Point labeling dataset excerpts:
···
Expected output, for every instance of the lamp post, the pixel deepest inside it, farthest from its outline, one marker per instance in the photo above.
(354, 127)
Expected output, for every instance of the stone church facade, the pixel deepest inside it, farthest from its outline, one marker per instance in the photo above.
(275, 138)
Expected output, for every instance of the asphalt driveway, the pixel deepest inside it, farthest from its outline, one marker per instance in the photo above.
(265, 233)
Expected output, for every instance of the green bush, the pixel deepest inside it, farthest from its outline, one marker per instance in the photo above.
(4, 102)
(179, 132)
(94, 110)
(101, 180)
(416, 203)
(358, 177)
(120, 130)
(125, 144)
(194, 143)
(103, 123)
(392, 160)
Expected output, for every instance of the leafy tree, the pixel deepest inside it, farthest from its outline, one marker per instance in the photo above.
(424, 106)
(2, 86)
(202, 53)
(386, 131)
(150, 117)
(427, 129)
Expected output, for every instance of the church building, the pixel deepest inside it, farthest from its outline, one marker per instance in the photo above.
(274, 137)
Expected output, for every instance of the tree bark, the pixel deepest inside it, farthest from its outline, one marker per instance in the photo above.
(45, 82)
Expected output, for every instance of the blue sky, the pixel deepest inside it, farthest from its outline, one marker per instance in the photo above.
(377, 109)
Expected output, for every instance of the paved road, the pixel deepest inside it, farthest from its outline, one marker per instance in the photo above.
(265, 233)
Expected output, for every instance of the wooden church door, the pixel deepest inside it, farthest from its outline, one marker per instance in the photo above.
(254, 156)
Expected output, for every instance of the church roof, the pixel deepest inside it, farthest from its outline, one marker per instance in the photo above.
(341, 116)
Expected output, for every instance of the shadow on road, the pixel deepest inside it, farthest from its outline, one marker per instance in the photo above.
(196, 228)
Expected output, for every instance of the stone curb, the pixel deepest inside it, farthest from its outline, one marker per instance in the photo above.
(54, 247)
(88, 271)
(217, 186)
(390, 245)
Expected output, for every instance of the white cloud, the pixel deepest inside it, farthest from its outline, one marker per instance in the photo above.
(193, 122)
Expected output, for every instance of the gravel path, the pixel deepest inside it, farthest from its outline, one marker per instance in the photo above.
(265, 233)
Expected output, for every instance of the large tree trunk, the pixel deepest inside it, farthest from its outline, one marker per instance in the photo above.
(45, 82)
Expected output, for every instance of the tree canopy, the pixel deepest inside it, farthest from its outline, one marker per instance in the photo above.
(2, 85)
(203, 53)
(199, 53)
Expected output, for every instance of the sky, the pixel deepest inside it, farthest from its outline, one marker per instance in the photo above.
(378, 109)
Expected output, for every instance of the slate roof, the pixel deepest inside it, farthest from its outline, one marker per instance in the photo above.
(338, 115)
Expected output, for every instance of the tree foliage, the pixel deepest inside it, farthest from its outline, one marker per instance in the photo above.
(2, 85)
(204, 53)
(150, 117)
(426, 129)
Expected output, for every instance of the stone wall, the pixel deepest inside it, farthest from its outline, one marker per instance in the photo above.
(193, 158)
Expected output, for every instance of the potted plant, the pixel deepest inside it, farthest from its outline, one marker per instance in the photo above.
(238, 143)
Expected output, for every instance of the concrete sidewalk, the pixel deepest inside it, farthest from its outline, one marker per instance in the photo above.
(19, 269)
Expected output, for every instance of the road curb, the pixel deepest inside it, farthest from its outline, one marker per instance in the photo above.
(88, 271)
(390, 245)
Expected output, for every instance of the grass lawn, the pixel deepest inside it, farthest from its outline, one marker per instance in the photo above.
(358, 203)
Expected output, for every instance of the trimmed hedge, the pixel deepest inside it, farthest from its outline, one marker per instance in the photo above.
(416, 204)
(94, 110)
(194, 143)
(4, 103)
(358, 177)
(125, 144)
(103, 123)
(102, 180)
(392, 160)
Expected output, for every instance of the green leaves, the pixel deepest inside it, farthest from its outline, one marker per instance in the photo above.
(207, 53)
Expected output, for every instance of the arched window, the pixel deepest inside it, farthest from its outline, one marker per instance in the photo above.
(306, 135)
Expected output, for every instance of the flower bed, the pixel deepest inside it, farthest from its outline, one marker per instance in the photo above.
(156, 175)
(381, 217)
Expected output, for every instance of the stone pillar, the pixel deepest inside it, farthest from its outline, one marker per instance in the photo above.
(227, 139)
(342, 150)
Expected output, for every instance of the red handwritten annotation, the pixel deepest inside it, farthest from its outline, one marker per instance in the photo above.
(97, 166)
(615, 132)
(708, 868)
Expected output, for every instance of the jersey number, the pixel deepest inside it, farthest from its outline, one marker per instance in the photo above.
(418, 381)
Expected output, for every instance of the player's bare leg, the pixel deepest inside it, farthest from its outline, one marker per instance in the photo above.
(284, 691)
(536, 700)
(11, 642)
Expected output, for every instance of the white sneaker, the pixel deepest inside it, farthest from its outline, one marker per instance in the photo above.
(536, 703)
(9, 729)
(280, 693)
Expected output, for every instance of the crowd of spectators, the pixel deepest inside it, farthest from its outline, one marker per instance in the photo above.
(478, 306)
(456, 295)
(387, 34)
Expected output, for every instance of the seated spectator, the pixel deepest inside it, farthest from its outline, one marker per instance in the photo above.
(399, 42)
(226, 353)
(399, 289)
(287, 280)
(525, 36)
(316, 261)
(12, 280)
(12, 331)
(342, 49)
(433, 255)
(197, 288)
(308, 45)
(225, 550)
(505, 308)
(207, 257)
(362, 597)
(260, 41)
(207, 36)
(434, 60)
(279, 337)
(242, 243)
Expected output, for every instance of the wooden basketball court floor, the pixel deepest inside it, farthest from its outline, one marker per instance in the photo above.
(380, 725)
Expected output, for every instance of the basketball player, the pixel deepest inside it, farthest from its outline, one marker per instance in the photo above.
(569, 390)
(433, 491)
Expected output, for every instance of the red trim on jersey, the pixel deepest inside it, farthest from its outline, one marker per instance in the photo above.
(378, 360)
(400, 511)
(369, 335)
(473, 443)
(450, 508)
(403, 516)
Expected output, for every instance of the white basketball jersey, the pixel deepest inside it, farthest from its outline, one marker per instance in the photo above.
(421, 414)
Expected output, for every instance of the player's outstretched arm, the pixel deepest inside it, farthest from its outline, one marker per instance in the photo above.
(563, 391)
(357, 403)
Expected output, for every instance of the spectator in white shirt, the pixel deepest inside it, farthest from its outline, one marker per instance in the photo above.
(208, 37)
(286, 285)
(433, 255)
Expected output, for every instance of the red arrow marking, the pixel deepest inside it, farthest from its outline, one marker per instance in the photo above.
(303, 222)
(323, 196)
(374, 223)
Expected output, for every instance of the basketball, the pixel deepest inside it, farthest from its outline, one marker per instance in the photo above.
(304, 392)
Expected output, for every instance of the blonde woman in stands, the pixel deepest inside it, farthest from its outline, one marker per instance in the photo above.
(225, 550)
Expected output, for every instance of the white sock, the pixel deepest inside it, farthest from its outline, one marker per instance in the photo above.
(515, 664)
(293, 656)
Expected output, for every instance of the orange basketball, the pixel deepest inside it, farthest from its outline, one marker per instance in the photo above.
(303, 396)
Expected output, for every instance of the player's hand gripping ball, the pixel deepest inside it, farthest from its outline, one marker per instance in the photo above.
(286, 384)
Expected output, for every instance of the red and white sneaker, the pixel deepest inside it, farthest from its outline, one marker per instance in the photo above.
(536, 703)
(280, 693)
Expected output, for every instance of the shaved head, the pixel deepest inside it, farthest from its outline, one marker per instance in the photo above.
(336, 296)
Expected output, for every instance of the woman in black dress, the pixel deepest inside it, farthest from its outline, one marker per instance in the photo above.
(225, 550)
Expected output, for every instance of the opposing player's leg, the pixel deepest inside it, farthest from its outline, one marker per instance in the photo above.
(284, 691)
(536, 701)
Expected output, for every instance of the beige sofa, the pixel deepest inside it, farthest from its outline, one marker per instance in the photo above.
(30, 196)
···
▸ **What you should do**
Exactly and only the lines from the line containing "Expected output, for every instance of the white sock, the" through the last line of the entries should be copied, both ends included.

▸ **Written response**
Expected output, for every instance of the white sock, the pixel deepest inside it, farthest from its outline, one marker per instance in the photo above.
(515, 664)
(293, 656)
Expected output, for every instance of the orange basketball, the pixel deepest inside it, farthest from its outline, one marker per instance in the photo above.
(303, 396)
Expected output, for every instance of the player's hand gripping ball, the pixel deepest inside it, farthest from its outline, one marker per instance in the photo above.
(286, 384)
Expected output, for every instance of the red and white sneaker, the pixel deepest inside it, farthest from its outline, one marker per instance in the photo above.
(536, 703)
(280, 693)
Expected output, for every instance of the shaved head, the pixel deepest inside it, farthest from its outline, one marker per instance in the photo above.
(336, 296)
Expected output, for every instance of the woman in black dress, the pixel deepest inside it, farthest from its outline, one marker per instance in the photo above.
(225, 550)
Expected output, for every instance of the opposing player's leg, the pixel deepest inside it, farthest from its outline, one marker per instance in the photo above.
(284, 691)
(536, 701)
Expected output, for every instance of the beige sofa, the pixel deepest inside it, farthest from its outline, one marker per instance in the photo above.
(30, 196)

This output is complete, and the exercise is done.